» TO DO:
Repeat the climbing forum thread word for word, from between "for me it has" and "tecate summon!", inclusive.

» SUPPLIED PASSAGE:
Thinking of the crazy moves that the pros can manage. Wanting to climb harder, trying to beat the pump, not knowing if there will be THAT good rail or jug to rest on in the next couple of moves, as if you're running toward a cliff at full speed, believing there will be a cloud that's thick enough to catch you. Taking whippers without intending to--there's less room for being scared that way, if you're not expecting your foot to slip, for example. I think the biggest reason is watching the veterans do it. Without them making things believable, we have no faith.

Paul Hutton · · Nephi, UT · Joined Mar 2012 · Points: 740
Dylan B. wrote:I'm a neurotic mess. You don't want my "mental technique."
I think this goes for me, too. I can have a twisted mind. I don't get along very well with those that, seemingly, have a shallow, narrow mind. And that's most people. But, I like being alone. I hate getting slowed down by others with a different agenda.
pkeds · · Broomfield, CO · Joined Feb 2006 · Points: 30

+1 for rock warriors way.

for me it has helped pushing myself physically or mentally but seldom both on the same climb. i would hate to be on a line that is at or beyond my limit with tricky gear/runout sections.

leading on terrain that is phsyically at my limit requires 100% focus and doesnt leave much room to think about the fall im gonna take.

beer at the end of a day of hard climbing is normally a good motivator as well. especially if it is warm tecate. *makes eagle claw hand signal summoning said warm tecate*

tecate summon!

» DATA LINES:
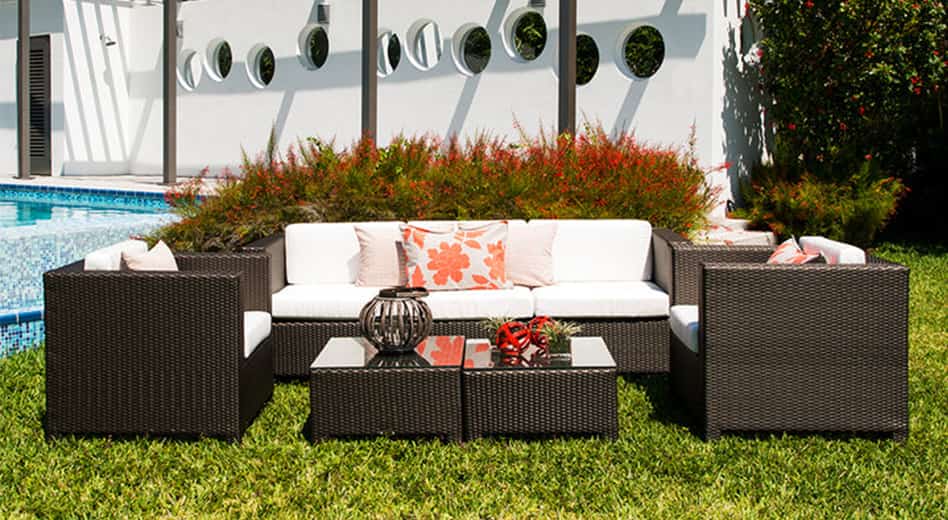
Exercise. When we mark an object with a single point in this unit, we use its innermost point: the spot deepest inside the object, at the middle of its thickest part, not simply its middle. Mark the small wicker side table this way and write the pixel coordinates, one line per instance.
(355, 391)
(570, 395)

» ANSWER TO THIS PROBLEM:
for me it has helped pushing myself physically or mentally but seldom both on the same climb. i would hate to be on a line that is at or beyond my limit with tricky gear/runout sections.

leading on terrain that is phsyically at my limit requires 100% focus and doesnt leave much room to think about the fall im gonna take.

beer at the end of a day of hard climbing is normally a good motivator as well. especially if it is warm tecate. *makes eagle claw hand signal summoning said warm tecate*

tecate summon!